EXERCISE INSTRUCTIONS
1 > Transcribe everything in the horror movie thread from "Yeah, the text" down to "after 3 am?".
2 > In the horror movie thread, which film does Matt say is always going to be his pick for the scariest movie?
3 > What fears does Matt say that film brought on in him, according to the horror movie thread?

DOCUMENT
* Start *
Meantime, let's get another survey going. What's the scariest movie you've ever seen? I'm not talking so much about retrospect: what's the most you've ever been scared by a movie, even if later viewings didn't pack the same kinda punch? For various reasons, some illegal, my pick is always gonna be Jacob's Ladder. Not joking when I say that the film fucked me up for months, with brought-on complexes ranging from fears of mirrors, trains, passing cars and generally any open empty space. You need the right environment to really collect the feelings this one is capable of throwing at you, but when the mood's right, it's just damned disturbing and relentless. Your turn, in the comments.

Posted by Matt on 05/10/2004. E-mail me!



Discussion Thread: 267 comments

Yeah, the text is all smashed over to the left on this end of the Internet, too. I think it used to look like ripped paper on both sides.

Here’s a question (Question of the Day, if you will): what would be your ultimate horror movie? What combinations of spooky characters and dim lighting would keep you saucer-eyed in the bright light of your bedroom until well after 3 am?

For me, I’d have to say, anything concerning small, practically invisible bad guys. Like sand. Killer sand. It could crawl along the ground, hide inconspicuosly, get into your tiniest pores, and multiply like mad. Also, how would you kill sand? Get He-Man to wipe his hand on top of it until it turned to glass? I just don’t see He-Man traveling this far away from Castle Grayskull, though. Unless he has some vacation time coming.

Chestnuts roasted by trajeal @ 05/14/2004 3:16 PM


The ultimate horror flcik would have to star Bald Bull, the second incarnation of dracula in the first Castlevania, eggplant wizard from Kid Icarus, John Basedow (fitness made simple), and the juice man. Just think of the possiblilties!!! I mean the juice man alone is enough to scare the piss outta you. I guess i would have all the characters go on killing sprees using the obligatory bad puns. In the end would be the ultimate showdown of all these characters with entrails and guts galore. The last two standing would probably be eggplant wizard and the juice man. I think you see where this is going….Juice man totally liquifies the eggplant wizard but in a suprise twist(isn’t this also obligatory?) Dave Coullier comes outta the shadows and rips juice man’s heart out and puts it in the juicer and feeds it to the juice man. Just think, Dave Coullier wins in the end….now THATS scary.

Chestnuts roasted by phunqsauce @ 05/14/2004 3:29 PM


O. Paul, my screen is doing the same thing. I think it’s definitely the site.

Chestnuts roasted by J-Dog @ 05/14/2004 3:50 PM


hey, phunqsauce, so you know poltergeist and gremlins were the pgs that got people outraged enough that the ratings board came up with the pg-13 in the first place.

as i believe, they had to cut down raiders to get a pg anything as the original cut got an R stamped on it. no wonder lots of people are mentioning those three :)
* End *
DATA EXCERPTS
* Start *
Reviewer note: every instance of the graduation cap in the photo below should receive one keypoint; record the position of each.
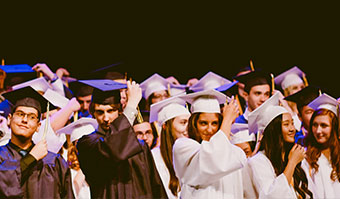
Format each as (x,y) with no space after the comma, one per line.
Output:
(304,96)
(290,77)
(79,89)
(39,84)
(79,128)
(55,98)
(27,96)
(207,101)
(167,109)
(5,108)
(259,119)
(254,78)
(105,91)
(153,84)
(15,74)
(176,89)
(326,102)
(240,134)
(18,68)
(209,81)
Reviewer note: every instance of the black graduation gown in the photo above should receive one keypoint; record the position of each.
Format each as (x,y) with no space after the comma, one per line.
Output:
(46,178)
(116,165)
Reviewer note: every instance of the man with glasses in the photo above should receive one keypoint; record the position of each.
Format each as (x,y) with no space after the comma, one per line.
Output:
(29,170)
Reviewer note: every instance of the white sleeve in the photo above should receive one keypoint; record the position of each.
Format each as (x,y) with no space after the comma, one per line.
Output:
(58,87)
(267,184)
(205,163)
(54,141)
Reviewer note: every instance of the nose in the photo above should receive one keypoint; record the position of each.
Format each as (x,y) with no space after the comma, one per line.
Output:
(210,129)
(106,117)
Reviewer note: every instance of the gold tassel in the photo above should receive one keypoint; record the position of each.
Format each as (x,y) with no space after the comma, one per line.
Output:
(251,66)
(304,79)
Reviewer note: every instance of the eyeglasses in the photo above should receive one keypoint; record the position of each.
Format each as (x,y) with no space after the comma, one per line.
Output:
(30,116)
(140,134)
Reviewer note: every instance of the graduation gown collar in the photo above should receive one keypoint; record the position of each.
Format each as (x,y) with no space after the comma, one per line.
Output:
(21,151)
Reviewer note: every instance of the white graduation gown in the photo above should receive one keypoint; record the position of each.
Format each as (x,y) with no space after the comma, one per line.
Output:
(84,192)
(163,171)
(266,182)
(54,141)
(211,169)
(324,186)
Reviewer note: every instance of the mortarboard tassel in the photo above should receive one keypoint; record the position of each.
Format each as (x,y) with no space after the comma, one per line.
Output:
(251,66)
(47,120)
(239,105)
(139,115)
(273,82)
(304,79)
(169,91)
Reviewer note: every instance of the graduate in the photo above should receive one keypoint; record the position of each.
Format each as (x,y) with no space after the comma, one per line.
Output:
(292,81)
(302,98)
(115,163)
(276,169)
(207,164)
(210,80)
(173,116)
(144,131)
(76,130)
(257,90)
(322,163)
(29,170)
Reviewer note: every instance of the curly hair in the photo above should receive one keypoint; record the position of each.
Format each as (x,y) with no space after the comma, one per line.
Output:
(314,149)
(192,126)
(274,146)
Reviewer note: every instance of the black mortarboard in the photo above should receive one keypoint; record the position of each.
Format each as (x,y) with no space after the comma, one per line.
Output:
(254,78)
(79,89)
(27,96)
(105,91)
(304,96)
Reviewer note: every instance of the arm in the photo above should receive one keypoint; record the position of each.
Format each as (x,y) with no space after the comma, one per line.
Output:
(60,118)
(266,183)
(205,163)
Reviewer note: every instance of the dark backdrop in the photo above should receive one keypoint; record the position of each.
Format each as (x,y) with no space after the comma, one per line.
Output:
(184,40)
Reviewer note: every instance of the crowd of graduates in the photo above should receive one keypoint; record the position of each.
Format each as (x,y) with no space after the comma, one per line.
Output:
(257,135)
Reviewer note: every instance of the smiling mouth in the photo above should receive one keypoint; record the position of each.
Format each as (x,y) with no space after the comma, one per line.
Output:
(23,127)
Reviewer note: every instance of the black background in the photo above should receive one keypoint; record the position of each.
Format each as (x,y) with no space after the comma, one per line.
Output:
(184,40)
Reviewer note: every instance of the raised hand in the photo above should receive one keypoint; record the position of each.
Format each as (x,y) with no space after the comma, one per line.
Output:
(42,67)
(39,151)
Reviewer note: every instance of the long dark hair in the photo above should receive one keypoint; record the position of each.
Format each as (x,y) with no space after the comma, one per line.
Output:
(314,149)
(192,126)
(167,141)
(274,145)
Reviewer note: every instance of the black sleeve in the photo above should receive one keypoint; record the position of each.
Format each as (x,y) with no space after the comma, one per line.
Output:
(95,152)
(26,163)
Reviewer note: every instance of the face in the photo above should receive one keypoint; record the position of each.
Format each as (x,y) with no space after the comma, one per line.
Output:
(207,125)
(321,128)
(123,93)
(84,102)
(144,132)
(287,127)
(294,88)
(24,122)
(306,114)
(245,146)
(257,95)
(105,115)
(180,126)
(159,96)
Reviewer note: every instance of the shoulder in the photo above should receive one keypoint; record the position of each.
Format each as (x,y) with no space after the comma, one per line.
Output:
(241,119)
(184,145)
(53,158)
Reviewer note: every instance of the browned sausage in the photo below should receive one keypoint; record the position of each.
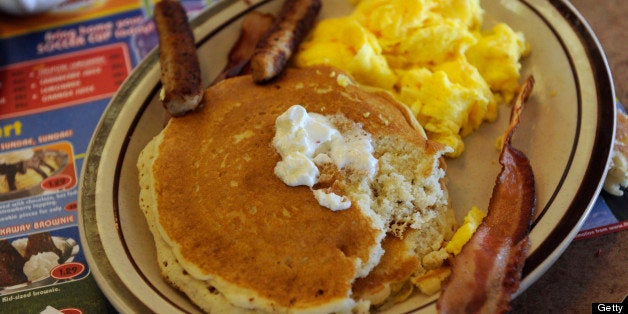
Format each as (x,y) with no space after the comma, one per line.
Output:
(182,89)
(275,49)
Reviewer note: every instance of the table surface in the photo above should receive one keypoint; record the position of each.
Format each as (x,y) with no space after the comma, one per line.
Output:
(591,270)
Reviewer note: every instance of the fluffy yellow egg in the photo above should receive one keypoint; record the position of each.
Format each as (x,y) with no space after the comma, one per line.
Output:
(471,222)
(430,54)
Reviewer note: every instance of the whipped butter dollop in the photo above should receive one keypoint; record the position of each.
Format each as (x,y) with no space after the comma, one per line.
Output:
* End *
SOLUTIONS PER TASK
1 >
Yeah, the text is all smashed over to the left on this end of the Internet, too. I think it used to look like ripped paper on both sides.

Here’s a question (Question of the Day, if you will): what would be your ultimate horror movie? What combinations of spooky characters and dim lighting would keep you saucer-eyed in the bright light of your bedroom until well after 3 am?

2 > Jacob's Ladder.

3 >
- Fears of mirrors
- Trains
- Passing cars
- Generally any open empty space